*Work to do*.
Copy the records below word for word, leaving every line unchanged.

□ □ □

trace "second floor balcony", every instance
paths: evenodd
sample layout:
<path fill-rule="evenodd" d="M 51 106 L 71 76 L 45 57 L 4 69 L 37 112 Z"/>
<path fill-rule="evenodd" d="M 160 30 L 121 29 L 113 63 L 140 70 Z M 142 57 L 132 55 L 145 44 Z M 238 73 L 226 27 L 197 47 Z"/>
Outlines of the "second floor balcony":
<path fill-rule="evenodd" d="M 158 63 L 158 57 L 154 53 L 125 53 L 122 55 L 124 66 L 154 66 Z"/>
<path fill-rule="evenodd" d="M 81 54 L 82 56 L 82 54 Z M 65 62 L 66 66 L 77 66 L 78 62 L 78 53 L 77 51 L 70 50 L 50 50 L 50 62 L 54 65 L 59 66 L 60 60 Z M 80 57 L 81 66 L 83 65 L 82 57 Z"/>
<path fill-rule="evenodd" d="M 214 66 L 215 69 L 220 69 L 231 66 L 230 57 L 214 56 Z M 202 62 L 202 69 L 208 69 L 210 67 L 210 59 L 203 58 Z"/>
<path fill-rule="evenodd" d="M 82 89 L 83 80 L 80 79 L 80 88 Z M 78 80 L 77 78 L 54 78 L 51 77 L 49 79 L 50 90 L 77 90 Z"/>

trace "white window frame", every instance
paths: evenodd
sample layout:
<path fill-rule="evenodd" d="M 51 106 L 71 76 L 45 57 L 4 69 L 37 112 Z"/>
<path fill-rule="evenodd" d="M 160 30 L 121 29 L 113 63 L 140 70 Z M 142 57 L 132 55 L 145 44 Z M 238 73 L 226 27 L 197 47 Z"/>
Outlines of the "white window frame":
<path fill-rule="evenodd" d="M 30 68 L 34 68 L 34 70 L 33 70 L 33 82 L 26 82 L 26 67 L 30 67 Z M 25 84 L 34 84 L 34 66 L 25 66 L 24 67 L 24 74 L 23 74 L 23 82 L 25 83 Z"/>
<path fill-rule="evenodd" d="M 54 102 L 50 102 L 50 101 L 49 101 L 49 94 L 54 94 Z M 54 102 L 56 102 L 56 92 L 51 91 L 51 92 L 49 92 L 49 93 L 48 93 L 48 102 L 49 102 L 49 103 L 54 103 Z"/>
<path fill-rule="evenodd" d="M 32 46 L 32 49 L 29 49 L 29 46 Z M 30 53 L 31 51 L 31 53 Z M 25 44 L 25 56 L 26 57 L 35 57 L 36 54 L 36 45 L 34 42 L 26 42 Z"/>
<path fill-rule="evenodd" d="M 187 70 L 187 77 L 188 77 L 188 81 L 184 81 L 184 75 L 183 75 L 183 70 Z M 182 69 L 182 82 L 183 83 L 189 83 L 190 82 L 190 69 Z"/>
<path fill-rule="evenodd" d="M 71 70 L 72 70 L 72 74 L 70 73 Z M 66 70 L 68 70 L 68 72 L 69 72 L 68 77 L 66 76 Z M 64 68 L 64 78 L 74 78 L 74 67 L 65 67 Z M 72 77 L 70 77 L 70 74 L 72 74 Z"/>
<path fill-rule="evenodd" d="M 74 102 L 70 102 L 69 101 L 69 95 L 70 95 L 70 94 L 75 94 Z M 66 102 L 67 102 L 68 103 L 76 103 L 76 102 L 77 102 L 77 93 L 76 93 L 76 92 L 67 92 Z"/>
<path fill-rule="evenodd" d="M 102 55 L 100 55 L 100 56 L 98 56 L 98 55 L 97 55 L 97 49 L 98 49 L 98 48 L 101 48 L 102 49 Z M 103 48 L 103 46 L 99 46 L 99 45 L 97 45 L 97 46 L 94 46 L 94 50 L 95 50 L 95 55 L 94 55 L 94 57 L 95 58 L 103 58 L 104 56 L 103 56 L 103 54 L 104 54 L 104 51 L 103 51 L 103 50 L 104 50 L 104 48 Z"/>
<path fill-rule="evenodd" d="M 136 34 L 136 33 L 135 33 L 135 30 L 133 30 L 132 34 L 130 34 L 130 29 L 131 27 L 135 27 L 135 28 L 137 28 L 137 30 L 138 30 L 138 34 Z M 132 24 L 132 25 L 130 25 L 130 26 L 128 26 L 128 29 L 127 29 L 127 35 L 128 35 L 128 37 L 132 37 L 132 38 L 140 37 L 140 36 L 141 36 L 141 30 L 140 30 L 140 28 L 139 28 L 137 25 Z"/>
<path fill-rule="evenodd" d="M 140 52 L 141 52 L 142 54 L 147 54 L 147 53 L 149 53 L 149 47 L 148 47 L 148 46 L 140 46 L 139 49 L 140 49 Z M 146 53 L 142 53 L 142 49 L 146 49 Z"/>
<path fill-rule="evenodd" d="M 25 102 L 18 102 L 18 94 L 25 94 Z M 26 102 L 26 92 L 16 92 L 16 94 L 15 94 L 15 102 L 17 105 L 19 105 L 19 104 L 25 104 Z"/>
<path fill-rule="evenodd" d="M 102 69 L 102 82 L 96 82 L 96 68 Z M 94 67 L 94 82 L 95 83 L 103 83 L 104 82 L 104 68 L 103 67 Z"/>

□ □ □

*Solution below*.
trace "second floor balcony", every instance
paths: evenodd
sample layout:
<path fill-rule="evenodd" d="M 51 106 L 71 76 L 45 57 L 4 69 L 37 112 Z"/>
<path fill-rule="evenodd" d="M 160 30 L 121 29 L 113 63 L 140 70 Z M 142 57 L 132 55 L 145 44 Z M 238 73 L 226 27 L 197 47 Z"/>
Outlines of the "second floor balcony":
<path fill-rule="evenodd" d="M 158 63 L 158 57 L 154 53 L 125 53 L 122 55 L 124 66 L 154 66 Z"/>
<path fill-rule="evenodd" d="M 81 54 L 82 56 L 82 54 Z M 65 62 L 66 66 L 77 66 L 78 62 L 78 53 L 77 51 L 70 50 L 50 50 L 50 62 L 54 65 L 59 66 L 60 60 Z M 80 57 L 81 66 L 83 65 L 82 57 Z"/>
<path fill-rule="evenodd" d="M 214 66 L 215 69 L 220 69 L 231 66 L 230 57 L 214 56 Z M 202 62 L 202 69 L 208 69 L 210 67 L 210 59 L 203 58 Z"/>
<path fill-rule="evenodd" d="M 82 89 L 83 80 L 80 79 L 80 88 Z M 78 80 L 77 78 L 54 78 L 51 77 L 49 79 L 50 90 L 77 90 Z"/>

trace "white window frame", every instance
paths: evenodd
sample layout:
<path fill-rule="evenodd" d="M 51 106 L 71 76 L 45 57 L 4 69 L 37 112 Z"/>
<path fill-rule="evenodd" d="M 160 30 L 121 29 L 113 63 L 140 70 Z M 142 57 L 132 55 L 145 44 Z M 238 73 L 226 27 L 197 47 Z"/>
Outlines of the "white window frame":
<path fill-rule="evenodd" d="M 30 68 L 34 68 L 34 70 L 33 70 L 33 82 L 26 82 L 26 67 L 30 67 Z M 25 84 L 34 84 L 34 66 L 25 66 L 24 67 L 24 74 L 23 74 L 23 82 L 25 83 Z"/>
<path fill-rule="evenodd" d="M 54 102 L 50 102 L 50 101 L 49 101 L 49 94 L 54 94 Z M 54 102 L 56 102 L 56 92 L 51 91 L 51 92 L 49 92 L 49 93 L 48 93 L 48 102 L 49 102 L 49 103 L 54 103 Z"/>
<path fill-rule="evenodd" d="M 32 46 L 32 49 L 29 49 L 29 46 Z M 30 53 L 31 51 L 31 53 Z M 25 44 L 25 56 L 26 57 L 35 57 L 36 54 L 36 45 L 34 42 L 26 42 Z"/>
<path fill-rule="evenodd" d="M 187 70 L 187 77 L 188 77 L 188 81 L 184 81 L 184 75 L 183 75 L 183 70 Z M 182 69 L 182 82 L 183 83 L 189 83 L 190 82 L 190 69 Z"/>
<path fill-rule="evenodd" d="M 71 70 L 72 70 L 72 74 L 70 73 Z M 66 70 L 68 70 L 68 72 L 69 72 L 68 77 L 66 76 Z M 64 68 L 64 78 L 74 78 L 74 67 L 65 67 Z M 72 77 L 70 77 L 70 74 L 72 74 Z"/>
<path fill-rule="evenodd" d="M 74 102 L 70 102 L 69 101 L 69 95 L 70 95 L 70 94 L 75 94 Z M 66 102 L 67 102 L 68 103 L 76 103 L 76 102 L 77 102 L 77 93 L 76 93 L 76 92 L 67 92 Z"/>
<path fill-rule="evenodd" d="M 102 55 L 100 55 L 100 56 L 98 56 L 98 55 L 97 55 L 97 49 L 98 49 L 98 48 L 101 48 L 102 49 Z M 103 48 L 103 46 L 99 46 L 99 45 L 97 45 L 97 46 L 94 46 L 94 50 L 95 50 L 95 55 L 94 55 L 94 57 L 95 58 L 103 58 L 104 56 L 103 56 L 103 54 L 104 54 L 104 51 L 103 51 L 103 50 L 104 50 L 104 48 Z"/>
<path fill-rule="evenodd" d="M 136 34 L 136 33 L 135 33 L 135 30 L 133 30 L 132 34 L 130 34 L 130 29 L 131 27 L 135 27 L 135 28 L 137 28 L 137 30 L 138 30 L 138 34 Z M 132 24 L 132 25 L 130 25 L 130 26 L 128 26 L 128 29 L 127 29 L 127 35 L 128 35 L 128 37 L 132 37 L 132 38 L 140 37 L 140 36 L 141 36 L 141 30 L 140 30 L 140 28 L 139 28 L 137 25 Z"/>
<path fill-rule="evenodd" d="M 140 52 L 141 52 L 142 54 L 147 54 L 147 53 L 149 53 L 149 47 L 148 47 L 148 46 L 140 46 L 139 49 L 140 49 Z M 146 53 L 142 53 L 142 49 L 146 49 Z"/>
<path fill-rule="evenodd" d="M 25 102 L 18 102 L 18 94 L 25 94 Z M 26 102 L 26 92 L 16 92 L 16 94 L 15 94 L 15 102 L 17 105 L 19 105 L 19 104 L 25 104 Z"/>
<path fill-rule="evenodd" d="M 102 69 L 102 82 L 96 82 L 96 68 Z M 94 67 L 94 82 L 95 83 L 103 83 L 104 82 L 104 68 L 103 67 Z"/>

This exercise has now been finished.